- DIRECTIONS:
1: In the excerpt on data exploration, what does exploratory data analysis involve identifying?
2: Extend the excerpt on data exploration below, picking up after its final sentence.

* BEGIN EXCERPT TO READ *

Going forward, we will continue to learn how to use Dask and RAPIDS efficiently.

<a name='s2-2'></a>
## Data Exploration and Data Visualization ##
Exploratory data analysis involves identification of predictor/feature variables and the target/class variable. We use this time to understand the distribution of the features and identify potentially problematic outliers. Data exploration helps users understand the data in order to better tackle a problem. It can be a way to ascertain the validity of the data as we begin to look for useful features that will help in the following stages of the development workflow.

* END EXCERPT TO READ *
* BEGIN ENTRIES SUPPLIED *

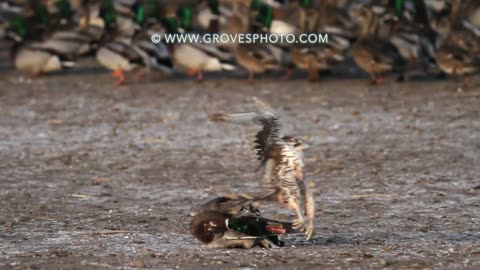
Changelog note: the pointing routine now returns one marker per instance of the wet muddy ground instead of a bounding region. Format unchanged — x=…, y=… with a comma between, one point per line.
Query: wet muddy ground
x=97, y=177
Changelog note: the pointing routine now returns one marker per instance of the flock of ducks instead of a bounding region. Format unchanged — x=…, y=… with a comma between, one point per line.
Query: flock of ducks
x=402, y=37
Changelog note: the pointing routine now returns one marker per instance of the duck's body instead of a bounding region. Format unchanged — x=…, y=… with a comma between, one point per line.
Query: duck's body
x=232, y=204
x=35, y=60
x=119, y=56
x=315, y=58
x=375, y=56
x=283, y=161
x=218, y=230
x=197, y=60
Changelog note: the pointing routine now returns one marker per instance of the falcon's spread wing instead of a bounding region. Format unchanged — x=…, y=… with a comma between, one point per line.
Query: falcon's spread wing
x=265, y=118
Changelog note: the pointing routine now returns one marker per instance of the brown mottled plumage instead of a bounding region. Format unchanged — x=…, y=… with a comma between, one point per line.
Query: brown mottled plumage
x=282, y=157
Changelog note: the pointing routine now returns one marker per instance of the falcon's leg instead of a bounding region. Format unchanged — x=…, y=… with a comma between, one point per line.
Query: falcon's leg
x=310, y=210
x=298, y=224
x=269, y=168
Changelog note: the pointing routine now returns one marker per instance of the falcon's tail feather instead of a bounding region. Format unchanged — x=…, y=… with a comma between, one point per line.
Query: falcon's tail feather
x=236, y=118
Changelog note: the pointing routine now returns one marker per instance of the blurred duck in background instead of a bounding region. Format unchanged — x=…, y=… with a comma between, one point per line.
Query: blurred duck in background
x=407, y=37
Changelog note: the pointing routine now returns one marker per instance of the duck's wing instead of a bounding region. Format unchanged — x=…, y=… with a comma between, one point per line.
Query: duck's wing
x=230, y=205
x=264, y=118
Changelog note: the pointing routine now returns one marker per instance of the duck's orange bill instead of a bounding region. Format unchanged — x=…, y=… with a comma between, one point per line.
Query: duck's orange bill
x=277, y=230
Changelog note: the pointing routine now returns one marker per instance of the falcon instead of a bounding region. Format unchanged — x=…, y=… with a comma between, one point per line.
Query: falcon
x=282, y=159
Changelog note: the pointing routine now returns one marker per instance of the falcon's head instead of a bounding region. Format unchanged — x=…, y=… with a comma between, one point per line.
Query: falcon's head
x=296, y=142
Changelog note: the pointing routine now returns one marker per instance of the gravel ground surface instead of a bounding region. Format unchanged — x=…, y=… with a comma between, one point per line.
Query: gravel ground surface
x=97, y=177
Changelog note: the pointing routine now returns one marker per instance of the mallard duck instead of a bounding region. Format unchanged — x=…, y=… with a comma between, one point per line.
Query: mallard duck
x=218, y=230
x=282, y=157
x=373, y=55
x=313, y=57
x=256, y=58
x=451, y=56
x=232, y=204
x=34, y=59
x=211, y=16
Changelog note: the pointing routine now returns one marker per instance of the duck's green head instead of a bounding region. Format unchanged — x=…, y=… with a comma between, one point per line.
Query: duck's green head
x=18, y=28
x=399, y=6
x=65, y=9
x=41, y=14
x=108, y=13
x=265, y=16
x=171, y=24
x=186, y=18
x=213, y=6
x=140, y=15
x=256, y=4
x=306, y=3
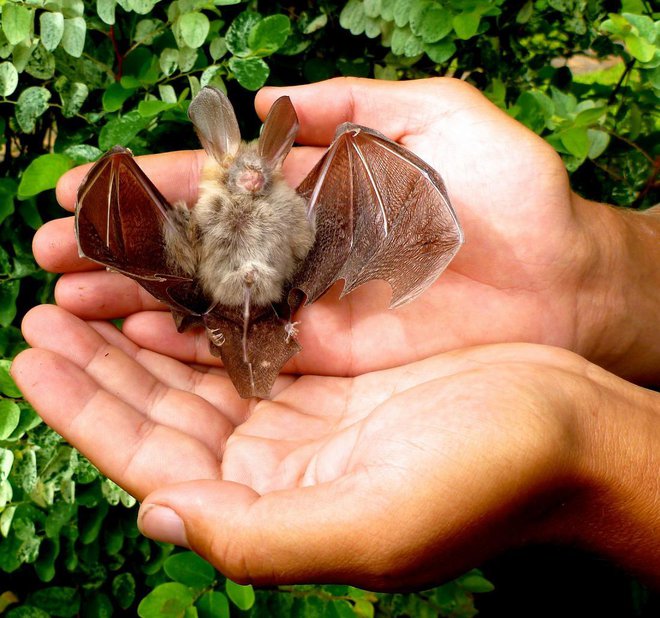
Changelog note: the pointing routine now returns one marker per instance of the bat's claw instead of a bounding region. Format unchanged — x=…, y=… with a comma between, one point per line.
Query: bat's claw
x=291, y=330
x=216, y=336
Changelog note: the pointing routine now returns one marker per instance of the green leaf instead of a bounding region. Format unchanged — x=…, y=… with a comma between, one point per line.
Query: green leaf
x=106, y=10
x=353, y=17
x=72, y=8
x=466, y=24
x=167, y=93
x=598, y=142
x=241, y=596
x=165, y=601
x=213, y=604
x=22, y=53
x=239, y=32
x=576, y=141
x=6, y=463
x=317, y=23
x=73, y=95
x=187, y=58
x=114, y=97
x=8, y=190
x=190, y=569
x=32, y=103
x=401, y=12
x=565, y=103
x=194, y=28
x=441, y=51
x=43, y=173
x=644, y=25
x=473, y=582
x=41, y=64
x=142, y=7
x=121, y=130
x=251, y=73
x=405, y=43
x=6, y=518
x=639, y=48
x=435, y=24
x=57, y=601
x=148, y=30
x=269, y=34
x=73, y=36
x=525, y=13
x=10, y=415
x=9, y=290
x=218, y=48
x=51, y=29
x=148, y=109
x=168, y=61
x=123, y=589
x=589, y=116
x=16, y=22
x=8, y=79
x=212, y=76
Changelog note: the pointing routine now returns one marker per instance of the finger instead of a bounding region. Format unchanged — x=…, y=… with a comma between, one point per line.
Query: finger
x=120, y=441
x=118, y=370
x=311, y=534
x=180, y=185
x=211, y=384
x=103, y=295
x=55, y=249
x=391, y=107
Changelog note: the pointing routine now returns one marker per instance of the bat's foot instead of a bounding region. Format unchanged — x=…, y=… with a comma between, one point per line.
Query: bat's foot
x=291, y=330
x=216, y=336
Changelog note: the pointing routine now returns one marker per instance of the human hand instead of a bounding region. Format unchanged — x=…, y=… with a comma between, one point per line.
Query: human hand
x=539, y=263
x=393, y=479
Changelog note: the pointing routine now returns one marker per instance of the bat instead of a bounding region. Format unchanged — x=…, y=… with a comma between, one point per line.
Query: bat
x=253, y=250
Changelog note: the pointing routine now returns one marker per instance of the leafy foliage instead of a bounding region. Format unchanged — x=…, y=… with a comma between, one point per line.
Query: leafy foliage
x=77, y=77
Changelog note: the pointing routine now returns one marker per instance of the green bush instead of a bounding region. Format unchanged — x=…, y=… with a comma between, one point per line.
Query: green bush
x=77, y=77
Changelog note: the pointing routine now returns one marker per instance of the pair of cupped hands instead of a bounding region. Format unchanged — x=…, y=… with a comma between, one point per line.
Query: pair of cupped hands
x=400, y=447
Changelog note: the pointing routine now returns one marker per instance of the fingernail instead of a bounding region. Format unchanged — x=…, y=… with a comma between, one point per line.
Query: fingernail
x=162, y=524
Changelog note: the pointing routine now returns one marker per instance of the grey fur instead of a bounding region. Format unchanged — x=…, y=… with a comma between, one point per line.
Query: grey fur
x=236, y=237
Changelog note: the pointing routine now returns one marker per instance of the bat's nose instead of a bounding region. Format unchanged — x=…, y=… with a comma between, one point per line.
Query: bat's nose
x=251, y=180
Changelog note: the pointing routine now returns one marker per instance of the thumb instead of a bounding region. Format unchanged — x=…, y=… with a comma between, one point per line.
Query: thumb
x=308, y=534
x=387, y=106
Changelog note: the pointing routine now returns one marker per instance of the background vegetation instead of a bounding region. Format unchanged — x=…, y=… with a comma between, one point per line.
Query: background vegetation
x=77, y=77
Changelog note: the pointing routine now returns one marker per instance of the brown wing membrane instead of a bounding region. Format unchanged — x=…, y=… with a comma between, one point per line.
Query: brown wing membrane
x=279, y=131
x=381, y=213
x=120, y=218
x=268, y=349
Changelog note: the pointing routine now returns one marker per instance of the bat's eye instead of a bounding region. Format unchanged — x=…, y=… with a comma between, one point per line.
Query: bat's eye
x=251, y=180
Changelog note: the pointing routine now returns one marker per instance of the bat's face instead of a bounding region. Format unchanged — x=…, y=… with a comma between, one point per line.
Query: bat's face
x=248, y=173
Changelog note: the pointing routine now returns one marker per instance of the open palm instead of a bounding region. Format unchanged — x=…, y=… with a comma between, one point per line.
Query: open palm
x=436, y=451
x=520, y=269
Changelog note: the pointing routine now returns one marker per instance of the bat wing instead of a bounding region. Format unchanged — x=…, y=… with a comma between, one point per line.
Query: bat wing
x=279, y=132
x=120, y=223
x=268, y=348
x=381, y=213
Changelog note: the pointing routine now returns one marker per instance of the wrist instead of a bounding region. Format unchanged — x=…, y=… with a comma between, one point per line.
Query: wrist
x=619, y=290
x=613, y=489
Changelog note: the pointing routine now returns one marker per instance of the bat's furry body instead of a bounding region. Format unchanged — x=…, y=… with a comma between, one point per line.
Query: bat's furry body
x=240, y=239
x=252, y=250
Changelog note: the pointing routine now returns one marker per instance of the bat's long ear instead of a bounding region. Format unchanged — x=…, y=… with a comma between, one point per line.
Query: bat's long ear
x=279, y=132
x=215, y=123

* END ENTRIES SUPPLIED *

- EXPECTED OUTPUTS:
1: It involves identifying the predictor/feature variables and the target/class variable.

2:
<a name='s2-2.1'></a>
### Plotly ###
**Plotly** [[Doc]](https://plotly.com/) is a popular library for graphing and data dashboards. Plotly uses `plotly.graph_objects` to create figures for data visualization. Graph objects can be created using `plotly.express` or from the ground up. In order for Plotly to make a graph, data needs to be on the host, not the GPU. If the dataset is small, it may be more efficient to use `pandas` instead of `cudf` or `Dask-cuDF`. However, if the dataset is large, sending  data to the GPU is a great way to speed up computation before sending it to the host for visualization. When using GPU acceleration and Plotly, only move the GPU DataFrame(s) to the host at the end with `to_pandas()`, as opposed to converting the entire GPU DataFrame(s) to a pandas DataFrame immediately. This will allow us to take advantages of GPU acceleration for processing.

For more information about how to use Plotly, we recommend [this guide](https://plotly.com/python/getting-started/).

We start by initiating the `LocalCUDACluster()` and Dask `Client()`, followed by loading data from the Parquet files into a Dask DataFrame.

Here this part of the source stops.